• _What is required_
Retype every item below word for word, leaving out the pictures.
===== Record set =====
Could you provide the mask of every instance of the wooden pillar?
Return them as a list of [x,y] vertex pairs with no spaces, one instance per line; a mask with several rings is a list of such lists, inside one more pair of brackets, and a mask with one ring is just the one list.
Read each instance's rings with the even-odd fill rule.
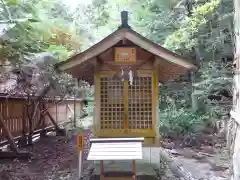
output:
[[132,160],[133,180],[136,180],[136,160]]
[[159,97],[158,97],[158,84],[159,84],[159,79],[158,79],[158,74],[159,74],[159,61],[156,59],[154,60],[153,63],[153,99],[152,99],[152,104],[153,104],[153,126],[155,128],[157,136],[154,139],[154,145],[159,146],[160,144],[160,132],[159,132],[159,124],[160,124],[160,119],[159,119]]
[[26,121],[26,106],[24,100],[21,100],[22,103],[22,137],[18,141],[20,147],[25,147],[27,145],[27,121]]
[[74,128],[77,127],[77,119],[76,119],[76,96],[74,97],[74,100],[73,100],[73,121],[74,121]]
[[100,180],[104,179],[104,163],[100,161]]
[[[46,105],[45,102],[40,104],[40,112],[43,111],[44,109],[46,109]],[[45,138],[47,135],[47,132],[45,130],[46,128],[46,116],[43,113],[40,113],[40,118],[41,118],[41,132],[40,132],[40,138]]]
[[58,103],[56,103],[56,123],[58,124]]
[[96,58],[94,61],[94,113],[93,113],[93,134],[96,136],[100,130],[101,99],[100,99],[100,61]]
[[240,178],[240,1],[234,0],[234,26],[235,26],[235,74],[233,78],[233,108],[231,119],[229,120],[229,137],[230,145],[230,173],[231,180]]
=====
• _Solution for this task_
Could you provide the mask of every instance of the wooden pillar?
Return them as a list of [x,y] vertex pairs with no spaces, one instance per line; a mask with several rings is a list of such lists, inside one more pair of brackets, and a mask with one ring is just the one list.
Read each instance's rings with the even-odd fill rule.
output:
[[132,160],[133,180],[136,180],[136,160]]
[[159,97],[158,97],[158,84],[159,84],[159,79],[158,79],[158,74],[159,74],[159,61],[156,59],[154,60],[153,63],[153,99],[152,99],[152,104],[153,104],[153,126],[155,128],[157,136],[154,139],[154,145],[159,146],[160,144],[160,132],[159,132],[159,124],[160,124],[160,119],[159,119]]
[[26,121],[26,106],[24,100],[21,100],[22,103],[22,137],[18,141],[20,147],[25,147],[27,145],[27,121]]
[[74,128],[77,127],[77,119],[76,119],[76,96],[74,97],[74,100],[73,100],[73,121],[74,121]]
[[100,180],[104,179],[104,163],[100,161]]
[[[46,105],[45,102],[40,104],[40,112],[43,111],[44,109],[46,109]],[[45,138],[47,135],[47,132],[45,130],[46,128],[46,116],[43,113],[40,113],[40,118],[41,118],[41,132],[40,132],[40,138]]]
[[58,103],[56,103],[56,123],[58,124]]
[[96,58],[94,61],[94,113],[93,113],[93,134],[96,136],[100,130],[101,99],[100,99],[100,61]]
[[240,178],[240,1],[234,0],[234,26],[235,26],[235,74],[233,78],[233,108],[231,119],[229,120],[229,137],[230,145],[230,173],[231,180]]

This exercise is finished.